WHAT IS ASKED >> Without the images, output each record below as it stands.

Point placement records

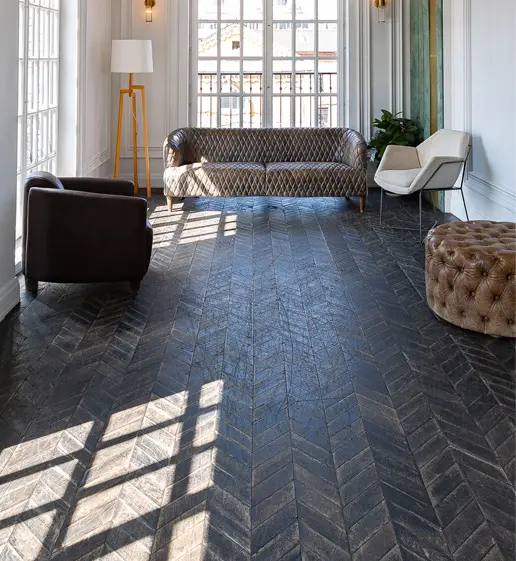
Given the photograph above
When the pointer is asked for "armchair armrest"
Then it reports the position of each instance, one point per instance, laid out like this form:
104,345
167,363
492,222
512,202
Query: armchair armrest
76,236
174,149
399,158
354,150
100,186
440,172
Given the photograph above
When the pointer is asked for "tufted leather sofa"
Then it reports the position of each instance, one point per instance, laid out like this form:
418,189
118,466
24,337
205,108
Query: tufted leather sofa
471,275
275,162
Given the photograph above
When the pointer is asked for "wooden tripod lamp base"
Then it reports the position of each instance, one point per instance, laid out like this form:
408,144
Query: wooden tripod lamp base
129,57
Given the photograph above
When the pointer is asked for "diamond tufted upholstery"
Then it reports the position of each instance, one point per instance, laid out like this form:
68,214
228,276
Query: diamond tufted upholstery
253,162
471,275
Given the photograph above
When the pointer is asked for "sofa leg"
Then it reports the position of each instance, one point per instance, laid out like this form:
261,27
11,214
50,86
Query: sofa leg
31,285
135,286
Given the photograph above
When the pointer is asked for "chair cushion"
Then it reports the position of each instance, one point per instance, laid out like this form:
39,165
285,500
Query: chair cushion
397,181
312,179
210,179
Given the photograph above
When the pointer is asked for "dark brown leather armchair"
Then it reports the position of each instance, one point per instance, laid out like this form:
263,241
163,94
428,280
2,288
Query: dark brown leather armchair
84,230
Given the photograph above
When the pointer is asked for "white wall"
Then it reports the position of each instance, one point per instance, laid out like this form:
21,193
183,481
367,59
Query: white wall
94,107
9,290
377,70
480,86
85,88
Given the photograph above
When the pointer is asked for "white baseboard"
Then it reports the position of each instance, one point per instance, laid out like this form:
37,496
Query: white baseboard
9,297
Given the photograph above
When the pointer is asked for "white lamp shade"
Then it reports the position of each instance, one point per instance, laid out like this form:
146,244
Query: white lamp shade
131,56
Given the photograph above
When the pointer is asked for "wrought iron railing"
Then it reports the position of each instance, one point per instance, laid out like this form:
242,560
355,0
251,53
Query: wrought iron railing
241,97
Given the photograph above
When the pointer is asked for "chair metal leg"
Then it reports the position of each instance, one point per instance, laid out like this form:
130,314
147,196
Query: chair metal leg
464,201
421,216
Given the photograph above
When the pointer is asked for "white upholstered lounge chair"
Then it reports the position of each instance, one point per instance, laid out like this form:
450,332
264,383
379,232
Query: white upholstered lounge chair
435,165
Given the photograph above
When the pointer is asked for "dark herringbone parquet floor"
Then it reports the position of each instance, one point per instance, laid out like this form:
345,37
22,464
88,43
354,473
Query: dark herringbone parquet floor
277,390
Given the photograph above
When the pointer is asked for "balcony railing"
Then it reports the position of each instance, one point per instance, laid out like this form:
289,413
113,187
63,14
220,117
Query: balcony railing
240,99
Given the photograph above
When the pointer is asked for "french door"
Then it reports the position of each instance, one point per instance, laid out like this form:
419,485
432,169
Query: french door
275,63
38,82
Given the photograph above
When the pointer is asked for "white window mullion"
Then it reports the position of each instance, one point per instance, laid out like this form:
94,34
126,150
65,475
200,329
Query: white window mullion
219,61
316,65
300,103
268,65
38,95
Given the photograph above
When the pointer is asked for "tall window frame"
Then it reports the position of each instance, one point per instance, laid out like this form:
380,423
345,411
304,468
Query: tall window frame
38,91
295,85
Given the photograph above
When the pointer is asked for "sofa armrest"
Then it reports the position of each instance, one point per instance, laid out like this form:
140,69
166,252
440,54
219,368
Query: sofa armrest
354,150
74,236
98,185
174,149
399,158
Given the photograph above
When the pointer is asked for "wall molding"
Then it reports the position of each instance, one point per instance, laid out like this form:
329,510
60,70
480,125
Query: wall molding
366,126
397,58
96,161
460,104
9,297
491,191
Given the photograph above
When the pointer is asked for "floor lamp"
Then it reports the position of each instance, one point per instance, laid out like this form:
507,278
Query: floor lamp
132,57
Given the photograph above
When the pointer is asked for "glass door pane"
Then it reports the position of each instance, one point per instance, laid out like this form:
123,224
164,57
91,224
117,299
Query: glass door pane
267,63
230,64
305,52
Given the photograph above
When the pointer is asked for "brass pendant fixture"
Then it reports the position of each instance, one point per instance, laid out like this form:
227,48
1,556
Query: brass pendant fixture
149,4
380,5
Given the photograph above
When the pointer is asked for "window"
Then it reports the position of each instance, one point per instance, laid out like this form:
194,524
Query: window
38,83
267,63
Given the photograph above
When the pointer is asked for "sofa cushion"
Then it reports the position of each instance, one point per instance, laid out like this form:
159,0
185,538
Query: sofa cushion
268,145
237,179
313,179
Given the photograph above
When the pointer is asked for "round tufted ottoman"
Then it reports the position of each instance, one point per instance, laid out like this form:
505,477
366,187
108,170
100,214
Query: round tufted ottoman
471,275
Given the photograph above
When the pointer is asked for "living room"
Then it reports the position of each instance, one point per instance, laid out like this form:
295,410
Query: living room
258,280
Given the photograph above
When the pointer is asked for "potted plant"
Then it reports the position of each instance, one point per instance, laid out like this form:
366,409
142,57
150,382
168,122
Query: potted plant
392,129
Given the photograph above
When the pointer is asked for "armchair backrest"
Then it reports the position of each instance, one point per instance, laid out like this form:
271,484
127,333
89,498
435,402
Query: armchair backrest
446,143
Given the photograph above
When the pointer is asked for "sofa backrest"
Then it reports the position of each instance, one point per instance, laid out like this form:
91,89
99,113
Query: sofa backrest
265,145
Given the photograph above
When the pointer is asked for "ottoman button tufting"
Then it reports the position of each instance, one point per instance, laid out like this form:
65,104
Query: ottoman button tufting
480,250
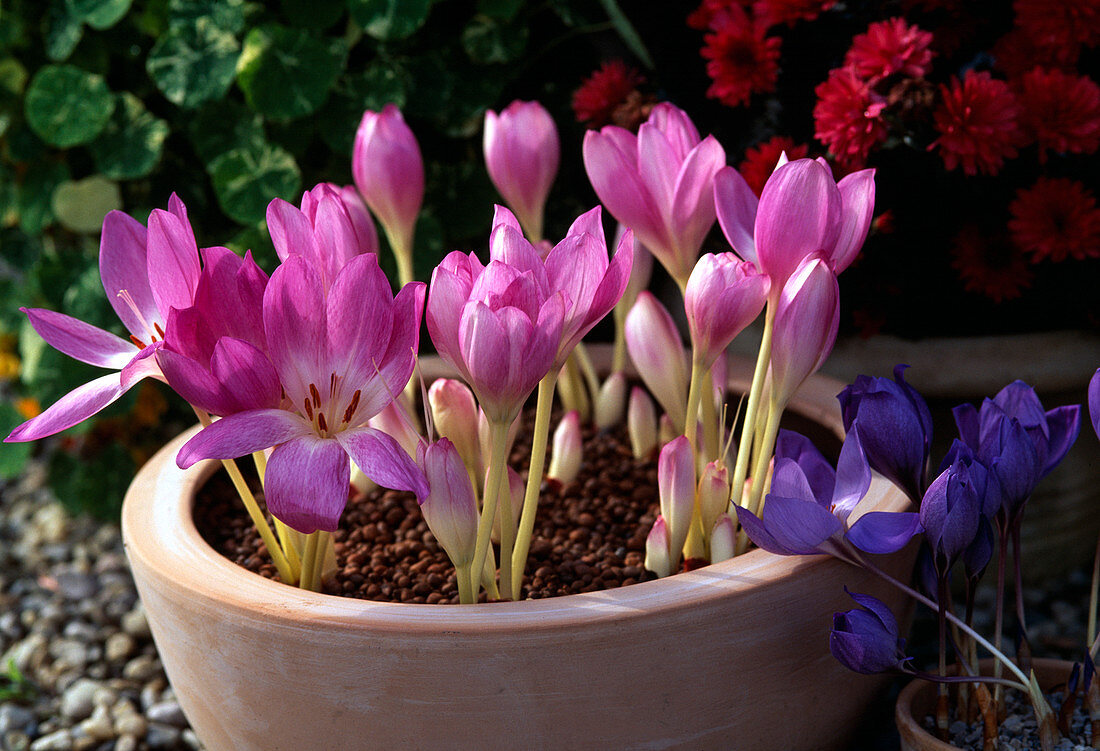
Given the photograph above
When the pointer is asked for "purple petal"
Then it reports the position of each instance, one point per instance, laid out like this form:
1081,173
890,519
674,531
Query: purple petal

ANSWER TO THE TASK >>
Given the photograph above
When the pointer is asked for "armchair armrest"
Then it reports the position of each instance, one point per instance, laid out like this form:
104,345
167,363
492,222
512,202
Query: armchair armrest
76,236
174,149
399,158
354,150
100,186
440,172
Given the photograph above
When the pointer is asked for "tufted leather sofa"
Then it reports the position of each instance, one point per instance, laid out like this form:
418,189
118,466
24,337
205,108
Query: tufted leather sofa
471,275
275,162
Given the photograph above
When the pointer is asked for "wooden tripod lamp base"
Then it reports the position of each instance, one point per instance, laid out like this form:
408,144
Query: wooden tripod lamp base
129,57
Given the photograph above
When the pointer is asked for "diamond tufted upholstery"
Then it reports the position of each instance, one point per instance, laid out like this form:
68,214
228,276
Query: diamond tufted upholstery
253,162
471,275
Given the photograph above
When the pointer is asked for "sofa leg"
Then it reports the position of each instance, one point per instance, laid out like this form:
261,27
11,214
50,86
Query: sofa leg
31,285
135,286
Given the photograph above
When the pointer is asked for "chair cushion"
Then it reports the position of each instance, one point per instance, laid out like this form:
39,165
285,500
Query: chair cushion
397,181
312,179
210,179
Given the photograph above
When the pointer is asked for "dark brown leather armchair"
Then it reports the position of each instance, one point per instance, laid out like this form:
263,241
163,94
428,280
2,288
Query: dark brown leather armchair
84,230
Given the photograph above
When the pointer is asked for "white wall"
Then it reports the position of each instance, one point per instance, laid out like this form:
21,193
183,481
367,59
Query: white wall
94,107
9,290
377,70
480,86
85,88
Given the photograph above
When the pointer is asked for "white baseboard"
Then it reports the position of each instance, one point per instance, laid out like this form:
37,496
Query: white baseboard
9,297
Given the photograph above
When the pointer is asked for "white lamp shade"
Then it reports the position of each instance, one point per instance, laid out like this form:
146,244
Query: white lamp shade
131,56
Given the photograph above
When the pointer is asked for "wrought iron railing"
Then it reports the position of each instance, one point per instance, laid out like this form:
242,560
355,0
251,53
Query: wrought iron railing
241,97
Given the photograph above
When the pointer is asked for "chair metal leg"
Then it reports the position of each instance, one point per instance, laid out like this form:
130,314
147,196
Query: chair metal leg
464,201
421,216
Given the photograph above
When the pointer is asked for "white upholstered lounge chair"
Then it reports the position of each instance, one point per instance, laid out like this form:
450,332
264,383
379,232
Query: white upholstered lounge chair
435,165
Given the photograph above
When the pointer is asked for "dark herringbone parquet floor"
Then it reports the position of each instance, one point per instance, laid out like this form:
345,37
22,464
88,43
354,473
Query: dark herringbone parquet floor
277,390
Given the photograph above
When the pointer is asked for "balcony railing"
Then it reports the position of each instance, one point per instance, laid out like this form:
289,413
113,187
63,14
220,117
Query: balcony railing
240,99
Given the photograph above
When the pointer is asked for "french door"
Then it reports the position of each instance, one point per instance, laid out like this form:
419,485
432,169
Query: french door
275,63
38,82
Given the photograph above
When the pointer is asked for "white window mullion"
Then it reports the position of each instance, one point per instance, laid out like this form:
94,34
126,150
65,475
200,329
Query: white window mullion
219,61
316,65
300,103
268,65
38,95
Given the photograph above
When the pointer is asked for "tall window frame"
Then it reports the position of each instance, one point per instance, laid out like this form:
380,423
345,411
304,468
Query: tall window frame
38,91
295,85
Given the photograph above
When the pointer is asked for "sofa armrest"
Then it reports the position of each instance, one point per instance, laid out like this form:
140,69
166,252
440,54
219,368
Query: sofa armrest
354,150
74,236
98,185
174,149
399,158
Given the photograph above
When the pointer is asked for "wall molding"
Then it reports the position of each instance, one point per instance, laid out like this form:
329,510
60,70
480,125
Query: wall molding
366,126
397,58
96,161
460,104
9,297
491,191
Given the photograph above
When the pointer is asked for "floor lamp"
Then it reports the position of each instance, one point per instance, laid out like this form:
507,278
Query: floor lamp
132,57
Given the photograph above
When the pointer is asked for "glass door pane"
Then it reports the position of each instance, one point per instance, laid out like this form:
123,224
164,57
91,224
117,299
Query: glass door pane
267,63
230,64
305,52
Given the photograph above
When the pointer is asked for "brass pendant fixture"
Then it reports the position of each instance, one point per instance, laid out like this form:
227,48
1,556
Query: brass pendant fixture
149,4
380,5
Given the photograph above
When the pointer is asked for "window"
Then it reports the position of each instance, one point per instance, laid out like this form:
194,524
Query: window
38,83
267,63
Given the photograph above
When the pointer is asked for "sofa cushion"
Then it reports the position of each instance, one point per instance, laid out like this form:
159,0
185,538
Query: sofa cushion
268,145
237,179
313,179
Given the photograph above
When the pointer is asked for "round tufted ottoman"
Then it reports the position of each instance, one point per instance, laid out like this form:
505,477
366,187
108,170
100,214
Query: round tufted ottoman
471,275
Given the photograph above
When the pointer is asked for "living room"
Then it reports the position of each instance, one point per instance, laid out like this form:
295,410
Query: living room
258,280
Given the photograph above
When the pointer is asked for "potted plant"
Then it reports the position of each instance, one point per instance, laid out like this form:
366,409
142,57
150,382
168,122
Query: potted plant
392,129
Given the photograph above
When the pointer is asked for "armchair backrest"
Then it reports the position of each instance, one point per instance, laid out like this form:
271,484
127,333
89,498
435,402
Query: armchair backrest
446,143
Given the photograph above
When the pointer is asked for "sofa backrest"
Then it reports the position of each instance, one point per instance, laid out like this form:
91,89
99,113
Query: sofa backrest
265,145
Given the photograph above
When the pointer is asked for "ottoman button tufting"
Then it reports the position of each instance, one point per instance, laid out like this form:
65,104
Query: ottoman button tufting
480,250
Given the photograph above
When the pointer is asked for "purple petal"
Then it reports the position of each instance, one point per instance, laid out like this form:
1081,173
890,519
674,531
Query: purple petal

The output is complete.